### Quoted text:
________________________________________
# Kindle Screensaver Hack Issue



## jonathanbloom (Mar 12, 2010)

I have an international Kindle 2 and applied the hack from Charles' site and followed his instructions. It created the right folder and settings says SSi .01. I added Kindle and Nook screensavers and tried resetting and restarting and none of the screensavers I added are showing up. All of the old ones show up.

Do I need to apply the hack again to add new screensavers?


----------



## marianneg (Nov 4, 2008)

Well, the old ones will still be there unless you deleted them.  So maybe it just hasn't cycled to the new ones yet?  If that's not the case, I would try to delete some of the old ones, restart again, and see if the ones you deleted are gone.


----------



## jonathanbloom (Mar 12, 2010)

I've cycled a few times and it keeps showing all of the old images. How do I know if I used the latest version of the hack?


----------



## NogDog (May 1, 2009)

jonathanbloom said:


> I have an international Kindle 2 and applied the hack from Charles' site and followed his instructions. It created the right folder and settings says SSi .01.


Sounds good so far.



> I added Kindle and Nook screensavers and tried resetting and restarting...


Just to make sure here, hopefully you only did a "restart" and not a "reset to factory settings"? The term "reset" often gets used around here when what is meant is a restart (Home -> Menu -> Settings -> Menu -> Restart Kindle), but you do *not* want to do a "*Reset* to Factory Settings".
________________________________________
### Provided data:
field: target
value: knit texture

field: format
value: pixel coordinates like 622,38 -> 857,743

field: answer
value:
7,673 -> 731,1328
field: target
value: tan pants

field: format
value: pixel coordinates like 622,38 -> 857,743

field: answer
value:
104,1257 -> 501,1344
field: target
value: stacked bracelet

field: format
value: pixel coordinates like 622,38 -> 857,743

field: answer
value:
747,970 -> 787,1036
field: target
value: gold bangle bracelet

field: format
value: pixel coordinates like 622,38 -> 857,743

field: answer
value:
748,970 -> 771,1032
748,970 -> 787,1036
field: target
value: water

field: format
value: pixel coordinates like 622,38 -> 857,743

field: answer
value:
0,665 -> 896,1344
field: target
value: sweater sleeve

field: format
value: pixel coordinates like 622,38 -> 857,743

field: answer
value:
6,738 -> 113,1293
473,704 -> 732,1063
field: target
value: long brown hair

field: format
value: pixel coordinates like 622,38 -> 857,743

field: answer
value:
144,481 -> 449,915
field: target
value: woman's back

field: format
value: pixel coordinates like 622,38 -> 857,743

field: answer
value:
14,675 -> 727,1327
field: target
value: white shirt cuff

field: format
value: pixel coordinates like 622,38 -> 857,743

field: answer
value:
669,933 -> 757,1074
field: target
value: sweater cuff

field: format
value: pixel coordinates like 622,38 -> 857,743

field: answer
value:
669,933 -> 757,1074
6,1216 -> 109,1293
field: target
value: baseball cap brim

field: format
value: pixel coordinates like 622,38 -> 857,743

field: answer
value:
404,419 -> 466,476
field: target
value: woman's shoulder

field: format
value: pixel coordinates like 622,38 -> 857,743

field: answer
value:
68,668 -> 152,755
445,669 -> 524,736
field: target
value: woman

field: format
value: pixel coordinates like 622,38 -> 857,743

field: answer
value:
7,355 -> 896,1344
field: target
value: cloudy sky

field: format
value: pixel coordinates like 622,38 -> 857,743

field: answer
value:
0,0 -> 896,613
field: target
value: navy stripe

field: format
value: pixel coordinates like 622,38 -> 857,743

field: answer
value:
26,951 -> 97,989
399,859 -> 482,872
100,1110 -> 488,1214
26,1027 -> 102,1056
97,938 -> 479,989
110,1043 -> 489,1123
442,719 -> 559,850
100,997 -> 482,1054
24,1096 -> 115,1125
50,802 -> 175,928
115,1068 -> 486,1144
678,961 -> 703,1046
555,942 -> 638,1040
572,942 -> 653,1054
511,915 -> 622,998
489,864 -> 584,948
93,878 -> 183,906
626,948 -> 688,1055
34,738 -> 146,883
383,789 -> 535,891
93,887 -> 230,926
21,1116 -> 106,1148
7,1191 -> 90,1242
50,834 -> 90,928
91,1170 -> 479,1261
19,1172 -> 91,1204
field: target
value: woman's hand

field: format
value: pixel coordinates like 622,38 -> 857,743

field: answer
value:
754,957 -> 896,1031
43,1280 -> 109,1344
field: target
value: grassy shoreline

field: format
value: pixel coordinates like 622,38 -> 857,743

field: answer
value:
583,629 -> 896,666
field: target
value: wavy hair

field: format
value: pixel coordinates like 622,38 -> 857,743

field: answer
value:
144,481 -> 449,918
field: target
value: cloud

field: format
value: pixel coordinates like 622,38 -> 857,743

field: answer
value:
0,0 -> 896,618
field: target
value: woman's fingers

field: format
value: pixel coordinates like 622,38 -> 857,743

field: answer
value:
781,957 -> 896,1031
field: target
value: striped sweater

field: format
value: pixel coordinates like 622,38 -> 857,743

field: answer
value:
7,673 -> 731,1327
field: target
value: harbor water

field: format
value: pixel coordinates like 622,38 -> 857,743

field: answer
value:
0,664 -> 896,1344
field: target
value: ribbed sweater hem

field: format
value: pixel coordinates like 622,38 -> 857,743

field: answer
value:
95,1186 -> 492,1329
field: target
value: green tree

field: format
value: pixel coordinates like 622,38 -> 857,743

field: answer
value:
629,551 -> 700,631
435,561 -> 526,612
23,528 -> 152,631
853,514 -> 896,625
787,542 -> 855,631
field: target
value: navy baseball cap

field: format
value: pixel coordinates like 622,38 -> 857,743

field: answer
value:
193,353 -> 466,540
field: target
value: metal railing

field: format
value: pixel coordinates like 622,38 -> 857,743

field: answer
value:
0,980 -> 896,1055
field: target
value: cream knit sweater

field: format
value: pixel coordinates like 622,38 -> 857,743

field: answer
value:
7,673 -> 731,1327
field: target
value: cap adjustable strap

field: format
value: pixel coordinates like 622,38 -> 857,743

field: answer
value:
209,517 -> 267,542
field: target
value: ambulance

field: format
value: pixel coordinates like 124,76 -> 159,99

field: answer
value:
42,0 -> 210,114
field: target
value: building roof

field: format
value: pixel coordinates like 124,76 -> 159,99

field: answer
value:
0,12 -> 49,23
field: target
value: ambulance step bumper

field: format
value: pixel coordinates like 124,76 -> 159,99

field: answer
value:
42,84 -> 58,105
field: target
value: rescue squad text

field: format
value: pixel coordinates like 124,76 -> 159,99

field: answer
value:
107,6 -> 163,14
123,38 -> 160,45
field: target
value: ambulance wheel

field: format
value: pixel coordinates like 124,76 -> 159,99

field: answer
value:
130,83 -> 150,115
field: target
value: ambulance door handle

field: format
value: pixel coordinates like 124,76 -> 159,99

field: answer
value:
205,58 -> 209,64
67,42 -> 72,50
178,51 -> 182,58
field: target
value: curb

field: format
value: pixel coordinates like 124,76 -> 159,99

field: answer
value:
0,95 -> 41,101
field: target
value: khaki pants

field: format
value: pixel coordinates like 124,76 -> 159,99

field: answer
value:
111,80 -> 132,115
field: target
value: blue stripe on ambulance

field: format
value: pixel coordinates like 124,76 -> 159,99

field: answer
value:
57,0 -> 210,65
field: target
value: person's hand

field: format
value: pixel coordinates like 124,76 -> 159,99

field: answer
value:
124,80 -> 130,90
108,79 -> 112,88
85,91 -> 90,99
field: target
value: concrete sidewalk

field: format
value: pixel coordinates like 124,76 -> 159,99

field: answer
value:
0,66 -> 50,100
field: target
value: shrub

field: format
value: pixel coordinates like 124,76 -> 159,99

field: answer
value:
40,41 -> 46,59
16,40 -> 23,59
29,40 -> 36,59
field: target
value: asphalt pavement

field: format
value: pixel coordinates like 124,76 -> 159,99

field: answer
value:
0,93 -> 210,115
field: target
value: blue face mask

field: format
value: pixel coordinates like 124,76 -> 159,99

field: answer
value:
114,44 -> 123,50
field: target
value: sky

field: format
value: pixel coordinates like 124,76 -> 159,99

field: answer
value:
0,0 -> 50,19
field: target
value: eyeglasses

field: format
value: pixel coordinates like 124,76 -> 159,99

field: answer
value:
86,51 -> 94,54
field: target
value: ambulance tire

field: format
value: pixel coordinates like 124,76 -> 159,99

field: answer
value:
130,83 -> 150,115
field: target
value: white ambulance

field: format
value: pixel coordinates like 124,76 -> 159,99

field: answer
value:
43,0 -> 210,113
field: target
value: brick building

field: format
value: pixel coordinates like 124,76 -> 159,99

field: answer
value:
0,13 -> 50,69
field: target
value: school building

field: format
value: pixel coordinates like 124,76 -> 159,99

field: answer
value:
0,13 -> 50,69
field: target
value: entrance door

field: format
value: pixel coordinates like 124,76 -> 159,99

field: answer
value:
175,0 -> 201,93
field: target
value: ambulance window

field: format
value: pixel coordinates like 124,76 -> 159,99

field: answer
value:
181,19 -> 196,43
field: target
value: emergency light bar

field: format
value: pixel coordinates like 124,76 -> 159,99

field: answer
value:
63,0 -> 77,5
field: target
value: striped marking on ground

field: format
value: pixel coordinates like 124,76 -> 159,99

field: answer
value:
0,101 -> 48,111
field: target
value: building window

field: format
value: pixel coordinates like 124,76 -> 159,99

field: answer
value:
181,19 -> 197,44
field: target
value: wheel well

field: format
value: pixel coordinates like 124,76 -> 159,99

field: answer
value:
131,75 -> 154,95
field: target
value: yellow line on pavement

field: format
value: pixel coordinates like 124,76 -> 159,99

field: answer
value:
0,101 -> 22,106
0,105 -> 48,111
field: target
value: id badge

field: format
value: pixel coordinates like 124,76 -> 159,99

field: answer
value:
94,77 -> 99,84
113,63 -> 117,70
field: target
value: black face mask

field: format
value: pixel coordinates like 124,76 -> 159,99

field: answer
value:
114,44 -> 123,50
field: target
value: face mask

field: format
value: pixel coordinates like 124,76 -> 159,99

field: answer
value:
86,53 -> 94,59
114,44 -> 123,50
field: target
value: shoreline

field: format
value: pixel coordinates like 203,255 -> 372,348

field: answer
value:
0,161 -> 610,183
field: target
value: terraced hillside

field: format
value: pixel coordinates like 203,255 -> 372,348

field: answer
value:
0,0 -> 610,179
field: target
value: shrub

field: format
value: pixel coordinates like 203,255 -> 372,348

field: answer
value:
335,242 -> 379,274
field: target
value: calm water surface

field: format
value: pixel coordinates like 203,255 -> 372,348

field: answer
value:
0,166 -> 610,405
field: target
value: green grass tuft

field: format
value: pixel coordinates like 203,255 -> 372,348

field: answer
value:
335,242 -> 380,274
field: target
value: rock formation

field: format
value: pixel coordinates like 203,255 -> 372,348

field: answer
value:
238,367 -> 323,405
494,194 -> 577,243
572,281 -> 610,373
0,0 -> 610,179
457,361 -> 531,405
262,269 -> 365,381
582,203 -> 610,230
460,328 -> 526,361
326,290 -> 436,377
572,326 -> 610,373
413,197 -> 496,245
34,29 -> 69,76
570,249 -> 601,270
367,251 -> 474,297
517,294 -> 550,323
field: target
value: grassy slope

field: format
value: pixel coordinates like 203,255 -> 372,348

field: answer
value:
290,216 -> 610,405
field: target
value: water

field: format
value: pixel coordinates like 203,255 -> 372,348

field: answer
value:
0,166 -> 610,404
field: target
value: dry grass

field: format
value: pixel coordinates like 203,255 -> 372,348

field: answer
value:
________________________________________
### Tasks for this exercise:
**a)** Answer these questions about the Kindle screensaver thread, one per line:
(i) What does the settings screen say after the hack was applied?
(ii) What does marianneg suggest deleting before restarting again?
(iii) What menu path does NogDog give for restarting the Kindle?
**b)** Write the next part of the Kindle screensaver thread, picking up after its last sentence.
The records above come from a different source than the thread.

### Answers for the exercise:
**a)**
(i) SSi .01
(ii) Some of the old screensavers
(iii) Home -> Menu -> Settings -> Menu -> Restart Kindle

**b)**
jonathanbloom said:


> I've cycled a few times and it keeps showing all of the old images. How do I know if I used the latest version of the hack?


I don't believe the "SSi" part of the firmware version display would be there unless the correct screen-saver hack was applied.


----------



## jonathanbloom (Mar 12, 2010)

I realized my issue: The kindle goes through your screensavers in the order they are in the folder. After I found this out I started seeing my custom images.

*Edit:* I also then decided to put my images through a renaming program on my mac and randomized the screensavers. Now it'll show up in the order it is in the folder, but will feel random. I can then redo the sort every once in a while.


----------



## marianneg (Nov 4, 2008)

jonathanbloom said:


> *Edit:* I also then decided to put my images through a renaming program on my mac and randomized the screensavers. Now it'll show up in the order it is in the folder, but will feel random. I can then redo the sort every once in a while.


Cool idea!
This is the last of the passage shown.